Records drawn from a dataset:
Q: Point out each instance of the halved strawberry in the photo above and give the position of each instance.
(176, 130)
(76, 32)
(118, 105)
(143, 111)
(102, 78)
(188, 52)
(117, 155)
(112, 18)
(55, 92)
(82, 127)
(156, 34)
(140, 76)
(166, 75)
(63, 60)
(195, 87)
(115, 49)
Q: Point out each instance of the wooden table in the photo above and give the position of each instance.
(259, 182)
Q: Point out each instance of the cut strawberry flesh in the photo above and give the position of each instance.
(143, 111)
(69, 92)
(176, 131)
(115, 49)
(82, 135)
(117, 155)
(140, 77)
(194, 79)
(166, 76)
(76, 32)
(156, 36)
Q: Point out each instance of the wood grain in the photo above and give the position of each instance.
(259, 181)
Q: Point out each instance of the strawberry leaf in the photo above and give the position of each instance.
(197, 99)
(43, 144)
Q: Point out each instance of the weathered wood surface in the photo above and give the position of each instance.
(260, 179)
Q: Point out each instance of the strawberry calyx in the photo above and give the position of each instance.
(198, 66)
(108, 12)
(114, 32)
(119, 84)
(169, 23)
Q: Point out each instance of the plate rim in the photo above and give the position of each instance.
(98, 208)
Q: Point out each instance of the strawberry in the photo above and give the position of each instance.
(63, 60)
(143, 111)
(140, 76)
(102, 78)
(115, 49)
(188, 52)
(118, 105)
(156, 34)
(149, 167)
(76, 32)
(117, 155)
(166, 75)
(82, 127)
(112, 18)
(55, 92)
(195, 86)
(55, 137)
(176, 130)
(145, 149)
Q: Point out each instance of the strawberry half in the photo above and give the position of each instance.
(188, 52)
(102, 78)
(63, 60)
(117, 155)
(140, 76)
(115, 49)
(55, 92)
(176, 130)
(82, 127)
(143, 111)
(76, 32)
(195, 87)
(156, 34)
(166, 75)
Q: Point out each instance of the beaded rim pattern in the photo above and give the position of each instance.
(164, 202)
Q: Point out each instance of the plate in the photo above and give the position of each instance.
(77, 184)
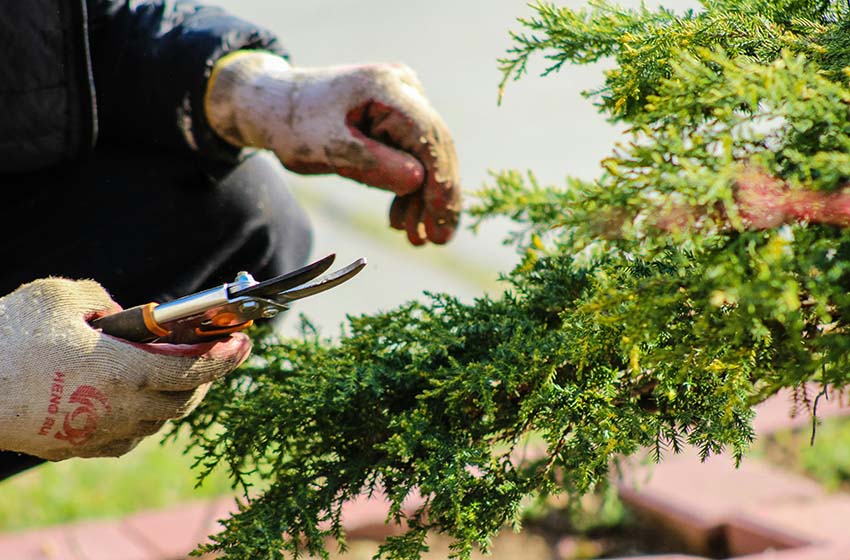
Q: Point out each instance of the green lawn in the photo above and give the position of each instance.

EXERCISE AIM: What you write must match, line for line, the records from the line containing "Q: Point out each instance of the strawberry in" through the last line, with every picture left out.

THE COMPLETED TASK:
Q: Point out each instance of the strawberry in the photo above and give the position of each instance.
(63, 60)
(143, 111)
(140, 76)
(102, 78)
(115, 49)
(188, 52)
(118, 105)
(156, 34)
(149, 167)
(76, 32)
(117, 155)
(166, 75)
(82, 127)
(112, 18)
(55, 92)
(195, 86)
(55, 137)
(176, 130)
(145, 149)
Q: Point out each instance of the strawberry half in the photo above and give the position of each instance.
(188, 52)
(102, 78)
(63, 60)
(117, 155)
(140, 76)
(115, 49)
(55, 92)
(176, 130)
(82, 127)
(143, 111)
(76, 32)
(195, 87)
(156, 34)
(166, 75)
Q: Point out each instance of the beaded rim pattern in the photo above and give the position of each instance.
(164, 202)
Q: Point out each instance of the plate in the photo above and give the position of each instance.
(77, 184)
Q: Point out each instance of the green lawn in the photo above and give the position of each instance.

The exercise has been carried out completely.